Required task A: According to the conference overview below, how many delegates attended over the two days?
Required task B: In the records below, pick out every line containing the string "long".

Connecting Africa 2012

2013-05-06

Overview of the 14th African Renaissance Conference

The 2012 Africa Renaissance Conference coincided with Africa Day on the 25 May (24-25 May 2012) and also marked the 14th Anniversary of this prestigious event. In his opening address Professor Sihawu Ngubane, Vice Chair: African Renaissance, acknowledged the visionary step that initiated the event 14 years ago and that continues to ensure its relevance today. The Africa Renaissance Youth Conference, held on the 22 May, served to address connecting with the youth to focus on strategies for creating a better future.
The broadening of the agenda since 2010 has focused on the Connecting Africa theme which is the foundation for economic development and social development across the continent. This theme that will continue for some time into the future, has also brought about a wider participation from the public and private sector leaders across the continent as well as across the world. Official delegations from African countries, delegations from USA, delegations from the EU, Africa/American Renaissance members, government officials, business leaders, delegates and members of the media were all present making up the total of 800 delegates over the two days.
The theme ‘Connecting Africa’ focuses on the infrastructure and transport systems that connect Africans. It is not only about the technical aspects but more importantly about the social aspects which the speakers addressed over the two days. He stated that the role of Governments is vitally important as they provide the political support and policy frameworks to push the vision of a Connected Africa forward. Even more important today is the recognition of the importance of the Private Sector in the process of taking the vision to another level.
In Africa’s colonial past roads, rails and ports were established to link with the extraction of raw materials from the continent, to be sent to the colonial home country for processing. The new mandate for infrastructure and transport systems in the future of Africa’s development is the creation of economic development corridors to grow agri-business, mining beneficiation processes, tourism, forestry operations and manufacturing centres. Connecting Africa is now for the benefit of the continent and not only to facilitate the extraction of the continent’s natural resources.
In his address Dr Zweli Mkhize, Premier of KwaZulu-Natal, stated that the significance of the 14th Africa Renaissance is that the Africa Day events taking place in Johannesburg were bringing African Leaders together under the auspices of the Africa Union leadership. The focus of Africa Day is centred on the people of Africa, to fight the bondages of colonialism and neo-colonialism. The role of His Excellency, President Jacob Zuma, in driving the North-South Corridor as part of the broader African infrastructure programme is key to ensuring that the objectives of the AU are achieved. This is what our leaders such as Oliver Tambo and, more recently, former President Nelson Mandela dedicated their lives to achieve. The vision of Corridors from Cape to Cairo is starting to become a reality.

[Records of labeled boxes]
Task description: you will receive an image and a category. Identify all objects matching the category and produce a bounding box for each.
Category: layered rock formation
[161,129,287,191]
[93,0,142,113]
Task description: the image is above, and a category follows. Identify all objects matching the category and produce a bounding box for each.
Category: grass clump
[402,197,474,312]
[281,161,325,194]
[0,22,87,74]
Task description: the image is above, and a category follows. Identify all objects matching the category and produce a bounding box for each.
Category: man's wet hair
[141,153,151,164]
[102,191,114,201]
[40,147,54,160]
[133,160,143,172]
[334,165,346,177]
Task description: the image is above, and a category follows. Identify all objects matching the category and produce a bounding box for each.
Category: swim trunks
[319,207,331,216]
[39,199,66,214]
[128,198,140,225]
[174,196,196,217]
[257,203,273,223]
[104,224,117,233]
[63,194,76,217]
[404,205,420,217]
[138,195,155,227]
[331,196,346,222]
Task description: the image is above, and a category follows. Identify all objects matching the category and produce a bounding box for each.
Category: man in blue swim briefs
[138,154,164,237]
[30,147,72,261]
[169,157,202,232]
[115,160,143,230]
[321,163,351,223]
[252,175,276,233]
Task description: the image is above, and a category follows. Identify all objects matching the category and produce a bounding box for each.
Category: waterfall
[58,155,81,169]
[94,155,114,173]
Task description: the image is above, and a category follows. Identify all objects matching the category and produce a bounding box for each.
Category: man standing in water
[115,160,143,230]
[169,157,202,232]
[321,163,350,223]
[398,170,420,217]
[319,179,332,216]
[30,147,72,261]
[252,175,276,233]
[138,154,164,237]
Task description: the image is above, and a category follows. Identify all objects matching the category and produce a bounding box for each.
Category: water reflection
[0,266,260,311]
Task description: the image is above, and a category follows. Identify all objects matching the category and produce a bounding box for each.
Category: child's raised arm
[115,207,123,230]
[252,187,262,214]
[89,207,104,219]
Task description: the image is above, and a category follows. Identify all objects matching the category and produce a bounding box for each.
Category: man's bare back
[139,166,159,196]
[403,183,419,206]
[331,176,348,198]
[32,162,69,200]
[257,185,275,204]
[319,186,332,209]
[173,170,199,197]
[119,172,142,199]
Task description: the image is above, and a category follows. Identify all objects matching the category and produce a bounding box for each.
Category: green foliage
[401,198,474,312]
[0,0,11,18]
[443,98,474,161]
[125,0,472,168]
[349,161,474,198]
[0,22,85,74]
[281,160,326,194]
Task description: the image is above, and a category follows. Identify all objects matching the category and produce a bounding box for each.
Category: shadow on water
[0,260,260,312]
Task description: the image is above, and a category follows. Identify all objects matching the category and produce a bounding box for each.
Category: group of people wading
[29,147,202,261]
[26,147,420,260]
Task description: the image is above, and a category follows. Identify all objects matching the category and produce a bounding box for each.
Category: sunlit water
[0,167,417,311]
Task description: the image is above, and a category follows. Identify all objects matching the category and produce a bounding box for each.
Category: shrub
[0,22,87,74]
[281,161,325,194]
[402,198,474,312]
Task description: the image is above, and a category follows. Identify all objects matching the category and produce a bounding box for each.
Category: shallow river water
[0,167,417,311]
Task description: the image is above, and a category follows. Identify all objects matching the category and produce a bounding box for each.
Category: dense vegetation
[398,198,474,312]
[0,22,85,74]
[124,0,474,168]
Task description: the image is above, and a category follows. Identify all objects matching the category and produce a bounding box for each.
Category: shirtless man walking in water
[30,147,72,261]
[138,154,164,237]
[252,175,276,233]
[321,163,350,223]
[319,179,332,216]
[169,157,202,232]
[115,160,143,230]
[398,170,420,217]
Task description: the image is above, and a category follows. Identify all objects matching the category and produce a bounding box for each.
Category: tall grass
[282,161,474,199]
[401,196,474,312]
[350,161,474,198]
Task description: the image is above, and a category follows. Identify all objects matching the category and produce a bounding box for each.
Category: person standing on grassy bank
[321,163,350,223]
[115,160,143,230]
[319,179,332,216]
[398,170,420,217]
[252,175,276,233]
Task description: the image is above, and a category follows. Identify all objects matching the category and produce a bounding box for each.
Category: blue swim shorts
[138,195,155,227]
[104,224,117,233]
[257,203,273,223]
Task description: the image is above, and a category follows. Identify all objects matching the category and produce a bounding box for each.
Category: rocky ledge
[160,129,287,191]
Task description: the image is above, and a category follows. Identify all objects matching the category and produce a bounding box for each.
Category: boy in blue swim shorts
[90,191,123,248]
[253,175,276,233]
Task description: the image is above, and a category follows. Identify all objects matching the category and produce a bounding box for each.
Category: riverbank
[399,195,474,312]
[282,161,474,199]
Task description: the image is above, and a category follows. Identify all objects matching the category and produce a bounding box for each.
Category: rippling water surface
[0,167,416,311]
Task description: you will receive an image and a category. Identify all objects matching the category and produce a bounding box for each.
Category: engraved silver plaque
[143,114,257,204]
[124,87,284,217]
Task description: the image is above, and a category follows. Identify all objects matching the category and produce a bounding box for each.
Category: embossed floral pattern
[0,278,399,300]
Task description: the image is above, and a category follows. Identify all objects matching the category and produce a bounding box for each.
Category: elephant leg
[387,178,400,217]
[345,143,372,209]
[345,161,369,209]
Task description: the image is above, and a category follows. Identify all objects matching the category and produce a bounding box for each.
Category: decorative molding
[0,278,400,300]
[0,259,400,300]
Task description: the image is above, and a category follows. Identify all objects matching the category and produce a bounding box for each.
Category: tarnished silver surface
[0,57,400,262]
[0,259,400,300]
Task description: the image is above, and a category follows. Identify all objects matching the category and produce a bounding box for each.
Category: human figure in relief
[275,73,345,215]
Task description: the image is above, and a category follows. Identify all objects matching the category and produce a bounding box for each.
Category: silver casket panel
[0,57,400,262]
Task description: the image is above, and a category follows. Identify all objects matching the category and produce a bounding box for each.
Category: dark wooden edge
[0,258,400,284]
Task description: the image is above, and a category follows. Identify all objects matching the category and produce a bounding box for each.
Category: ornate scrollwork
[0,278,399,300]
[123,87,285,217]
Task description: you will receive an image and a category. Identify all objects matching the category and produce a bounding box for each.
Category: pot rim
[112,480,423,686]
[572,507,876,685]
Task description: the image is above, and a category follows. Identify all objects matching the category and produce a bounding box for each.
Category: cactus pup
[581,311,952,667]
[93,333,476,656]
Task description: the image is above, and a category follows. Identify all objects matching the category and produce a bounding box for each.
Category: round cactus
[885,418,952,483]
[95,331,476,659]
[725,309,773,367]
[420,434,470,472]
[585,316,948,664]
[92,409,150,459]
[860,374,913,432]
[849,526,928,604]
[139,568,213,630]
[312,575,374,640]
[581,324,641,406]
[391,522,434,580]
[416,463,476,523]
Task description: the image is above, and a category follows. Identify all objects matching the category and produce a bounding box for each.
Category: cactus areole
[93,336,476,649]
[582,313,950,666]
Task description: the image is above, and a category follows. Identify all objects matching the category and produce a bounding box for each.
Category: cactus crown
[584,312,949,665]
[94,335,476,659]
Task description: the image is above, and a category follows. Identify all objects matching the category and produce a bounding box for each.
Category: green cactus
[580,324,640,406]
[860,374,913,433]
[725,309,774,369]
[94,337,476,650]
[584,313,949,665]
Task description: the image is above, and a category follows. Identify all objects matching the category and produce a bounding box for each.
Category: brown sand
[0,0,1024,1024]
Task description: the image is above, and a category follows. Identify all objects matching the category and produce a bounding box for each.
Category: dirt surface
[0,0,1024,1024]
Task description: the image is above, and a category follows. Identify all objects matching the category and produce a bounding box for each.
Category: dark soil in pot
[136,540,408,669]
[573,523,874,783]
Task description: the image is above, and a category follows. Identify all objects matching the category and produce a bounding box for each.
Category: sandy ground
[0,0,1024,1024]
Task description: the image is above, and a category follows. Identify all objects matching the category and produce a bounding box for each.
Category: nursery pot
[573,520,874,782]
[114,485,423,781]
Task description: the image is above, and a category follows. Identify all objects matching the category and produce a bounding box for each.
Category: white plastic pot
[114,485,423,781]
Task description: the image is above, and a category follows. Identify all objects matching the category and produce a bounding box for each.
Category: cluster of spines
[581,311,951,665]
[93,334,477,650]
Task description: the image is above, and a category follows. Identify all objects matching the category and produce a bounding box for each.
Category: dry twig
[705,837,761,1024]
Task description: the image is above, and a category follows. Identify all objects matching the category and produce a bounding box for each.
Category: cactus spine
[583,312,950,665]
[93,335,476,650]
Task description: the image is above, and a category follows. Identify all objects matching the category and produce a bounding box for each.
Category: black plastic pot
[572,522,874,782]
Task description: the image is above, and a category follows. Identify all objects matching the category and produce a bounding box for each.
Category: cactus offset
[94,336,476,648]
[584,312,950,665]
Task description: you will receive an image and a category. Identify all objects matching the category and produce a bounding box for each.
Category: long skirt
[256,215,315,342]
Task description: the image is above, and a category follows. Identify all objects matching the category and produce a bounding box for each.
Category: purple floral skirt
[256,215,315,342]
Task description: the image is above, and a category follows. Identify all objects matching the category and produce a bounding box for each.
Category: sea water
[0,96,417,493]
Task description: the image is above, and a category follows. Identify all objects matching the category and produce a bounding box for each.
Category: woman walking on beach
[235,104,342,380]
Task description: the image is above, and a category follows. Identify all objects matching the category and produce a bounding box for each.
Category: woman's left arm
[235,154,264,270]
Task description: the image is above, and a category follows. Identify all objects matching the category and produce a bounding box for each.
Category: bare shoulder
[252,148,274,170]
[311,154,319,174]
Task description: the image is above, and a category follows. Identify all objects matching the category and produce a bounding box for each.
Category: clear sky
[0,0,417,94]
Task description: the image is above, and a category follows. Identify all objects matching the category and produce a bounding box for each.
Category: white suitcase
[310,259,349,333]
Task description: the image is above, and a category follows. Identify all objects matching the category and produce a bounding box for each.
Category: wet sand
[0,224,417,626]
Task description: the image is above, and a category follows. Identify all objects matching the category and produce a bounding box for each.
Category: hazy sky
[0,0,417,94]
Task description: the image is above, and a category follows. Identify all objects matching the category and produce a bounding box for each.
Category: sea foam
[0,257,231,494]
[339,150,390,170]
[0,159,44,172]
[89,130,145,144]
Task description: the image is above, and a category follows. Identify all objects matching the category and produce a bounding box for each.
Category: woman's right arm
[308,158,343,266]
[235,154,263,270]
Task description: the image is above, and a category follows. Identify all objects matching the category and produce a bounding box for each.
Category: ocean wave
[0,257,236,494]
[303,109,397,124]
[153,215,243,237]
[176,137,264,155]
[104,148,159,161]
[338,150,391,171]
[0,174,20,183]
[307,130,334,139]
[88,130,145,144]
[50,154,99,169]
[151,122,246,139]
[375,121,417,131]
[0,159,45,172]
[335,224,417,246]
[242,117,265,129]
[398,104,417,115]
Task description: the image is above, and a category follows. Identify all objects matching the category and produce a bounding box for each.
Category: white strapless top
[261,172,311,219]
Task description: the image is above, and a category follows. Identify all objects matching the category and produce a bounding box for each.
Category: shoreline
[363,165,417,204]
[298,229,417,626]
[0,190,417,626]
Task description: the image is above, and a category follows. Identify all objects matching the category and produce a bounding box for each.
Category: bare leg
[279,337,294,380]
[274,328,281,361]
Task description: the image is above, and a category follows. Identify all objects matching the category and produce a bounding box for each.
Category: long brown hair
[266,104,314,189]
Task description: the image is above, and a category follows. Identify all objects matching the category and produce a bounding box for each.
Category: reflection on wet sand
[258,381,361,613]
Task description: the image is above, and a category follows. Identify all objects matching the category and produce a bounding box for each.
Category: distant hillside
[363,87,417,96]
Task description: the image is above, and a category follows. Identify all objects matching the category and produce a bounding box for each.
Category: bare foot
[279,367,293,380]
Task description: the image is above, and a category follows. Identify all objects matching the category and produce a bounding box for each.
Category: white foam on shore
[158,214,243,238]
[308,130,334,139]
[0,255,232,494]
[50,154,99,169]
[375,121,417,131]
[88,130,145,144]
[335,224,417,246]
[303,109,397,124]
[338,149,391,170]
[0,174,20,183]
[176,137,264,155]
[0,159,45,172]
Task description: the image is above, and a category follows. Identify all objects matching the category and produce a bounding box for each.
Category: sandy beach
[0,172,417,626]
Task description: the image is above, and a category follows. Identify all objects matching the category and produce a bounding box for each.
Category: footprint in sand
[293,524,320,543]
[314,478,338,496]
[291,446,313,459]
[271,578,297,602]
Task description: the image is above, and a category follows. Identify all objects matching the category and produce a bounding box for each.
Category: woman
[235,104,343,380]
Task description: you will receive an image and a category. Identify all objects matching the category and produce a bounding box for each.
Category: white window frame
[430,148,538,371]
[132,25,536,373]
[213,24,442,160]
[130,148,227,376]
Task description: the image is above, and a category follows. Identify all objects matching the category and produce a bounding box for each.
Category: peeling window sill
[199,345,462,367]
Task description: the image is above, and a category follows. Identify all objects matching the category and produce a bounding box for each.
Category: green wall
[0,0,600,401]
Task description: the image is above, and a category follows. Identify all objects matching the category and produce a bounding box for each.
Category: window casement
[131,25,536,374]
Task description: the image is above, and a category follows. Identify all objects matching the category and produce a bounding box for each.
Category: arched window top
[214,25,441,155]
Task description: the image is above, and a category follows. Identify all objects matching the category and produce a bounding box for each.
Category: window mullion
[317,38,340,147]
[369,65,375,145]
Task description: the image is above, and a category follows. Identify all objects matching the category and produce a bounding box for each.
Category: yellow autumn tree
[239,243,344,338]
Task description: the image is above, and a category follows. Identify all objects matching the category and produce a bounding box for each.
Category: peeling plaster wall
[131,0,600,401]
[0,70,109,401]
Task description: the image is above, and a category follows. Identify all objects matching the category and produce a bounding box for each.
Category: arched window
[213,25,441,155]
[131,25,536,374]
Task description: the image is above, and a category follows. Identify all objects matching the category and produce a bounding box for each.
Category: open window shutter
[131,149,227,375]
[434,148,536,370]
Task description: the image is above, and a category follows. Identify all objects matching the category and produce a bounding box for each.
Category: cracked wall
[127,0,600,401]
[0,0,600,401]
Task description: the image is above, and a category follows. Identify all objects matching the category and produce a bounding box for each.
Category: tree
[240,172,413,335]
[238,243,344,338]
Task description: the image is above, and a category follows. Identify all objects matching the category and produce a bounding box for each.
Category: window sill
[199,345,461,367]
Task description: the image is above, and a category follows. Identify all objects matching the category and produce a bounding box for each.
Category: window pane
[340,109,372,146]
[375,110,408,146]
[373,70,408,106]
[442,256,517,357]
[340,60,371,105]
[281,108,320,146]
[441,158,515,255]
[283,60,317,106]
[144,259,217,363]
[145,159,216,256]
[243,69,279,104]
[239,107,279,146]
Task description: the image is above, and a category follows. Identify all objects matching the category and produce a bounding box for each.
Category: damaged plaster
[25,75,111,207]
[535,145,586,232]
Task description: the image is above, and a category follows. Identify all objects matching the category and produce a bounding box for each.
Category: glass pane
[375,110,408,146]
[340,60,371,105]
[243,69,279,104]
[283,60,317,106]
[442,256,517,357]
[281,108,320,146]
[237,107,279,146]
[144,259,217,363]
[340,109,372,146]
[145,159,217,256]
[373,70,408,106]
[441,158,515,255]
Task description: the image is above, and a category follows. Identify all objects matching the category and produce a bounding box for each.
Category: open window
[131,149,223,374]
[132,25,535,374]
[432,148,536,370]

Exercise response A: 800 delegates attended over the two days.

Exercise response B:
Category: long skirt
Category: long brown hair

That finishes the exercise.